**WHAT IS BEING ASKED**
Rewrite everything from the line containing "Please put a dot on every instance of the black van" through the end of the records, replacing "thickest part" with "widest part" and leaving all else unchanged.

Excerpts of pointing data:
────────────────────────────────────────
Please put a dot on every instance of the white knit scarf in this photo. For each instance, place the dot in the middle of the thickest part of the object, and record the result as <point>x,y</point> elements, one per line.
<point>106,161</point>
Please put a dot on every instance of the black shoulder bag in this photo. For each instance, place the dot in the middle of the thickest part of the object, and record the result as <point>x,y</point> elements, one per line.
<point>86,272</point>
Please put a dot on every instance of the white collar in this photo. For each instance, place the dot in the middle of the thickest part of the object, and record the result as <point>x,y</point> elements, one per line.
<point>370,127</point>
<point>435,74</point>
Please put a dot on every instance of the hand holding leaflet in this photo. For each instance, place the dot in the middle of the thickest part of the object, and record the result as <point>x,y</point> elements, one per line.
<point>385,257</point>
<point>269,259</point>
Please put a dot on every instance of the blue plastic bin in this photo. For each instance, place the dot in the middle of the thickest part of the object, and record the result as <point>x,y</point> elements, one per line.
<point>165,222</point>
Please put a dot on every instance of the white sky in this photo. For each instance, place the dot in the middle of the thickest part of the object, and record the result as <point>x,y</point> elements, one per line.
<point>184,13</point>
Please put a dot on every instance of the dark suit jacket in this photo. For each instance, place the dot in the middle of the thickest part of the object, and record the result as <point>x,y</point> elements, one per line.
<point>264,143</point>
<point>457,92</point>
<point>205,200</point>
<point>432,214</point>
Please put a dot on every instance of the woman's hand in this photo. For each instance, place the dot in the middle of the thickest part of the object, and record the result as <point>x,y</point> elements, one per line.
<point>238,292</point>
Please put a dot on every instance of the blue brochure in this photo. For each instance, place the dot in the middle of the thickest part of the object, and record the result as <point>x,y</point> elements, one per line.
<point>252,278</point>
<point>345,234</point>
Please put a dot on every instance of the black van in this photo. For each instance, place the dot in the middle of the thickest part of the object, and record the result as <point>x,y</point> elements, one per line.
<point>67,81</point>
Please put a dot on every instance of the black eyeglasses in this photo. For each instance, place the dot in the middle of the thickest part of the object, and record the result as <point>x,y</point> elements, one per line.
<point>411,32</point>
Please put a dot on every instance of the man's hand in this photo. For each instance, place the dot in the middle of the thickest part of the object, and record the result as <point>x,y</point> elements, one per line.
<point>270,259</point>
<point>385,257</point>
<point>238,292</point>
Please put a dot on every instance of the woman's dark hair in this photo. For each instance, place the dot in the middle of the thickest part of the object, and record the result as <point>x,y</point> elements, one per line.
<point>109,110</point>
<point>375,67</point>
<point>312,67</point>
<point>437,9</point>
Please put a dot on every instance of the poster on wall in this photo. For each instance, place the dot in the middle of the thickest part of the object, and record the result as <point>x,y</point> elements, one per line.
────────────────────────────────────────
**EXERCISE ANSWER**
Please put a dot on every instance of the black van in this photo. For each instance, place the dot in the middle of the widest part of the object, and record the result as <point>x,y</point> elements, one per line.
<point>67,81</point>
Please put a dot on every instance of the black eyeglasses in this photo. For each instance, place the dot in the middle of the widest part of the object, and record the result as <point>x,y</point> elements, one per line.
<point>411,32</point>
Please put a dot on every instance of the man's hand in this photo. For each instance, place the dot in the middle of the widest part of the object, and record the result as <point>x,y</point> elements, one per line.
<point>270,259</point>
<point>385,257</point>
<point>238,292</point>
Please put a dot on every instance of the woman's dark hair in this photo. For each instance, place the dot in the middle of the widest part of the object, and record the result as <point>x,y</point> elements, one per line.
<point>109,110</point>
<point>375,67</point>
<point>312,67</point>
<point>437,9</point>
Please put a dot on every instance of the poster on wall in this photo. For each instance, place the dot in the middle of the widest part of the object, and record the result as <point>x,y</point> elements, one per line.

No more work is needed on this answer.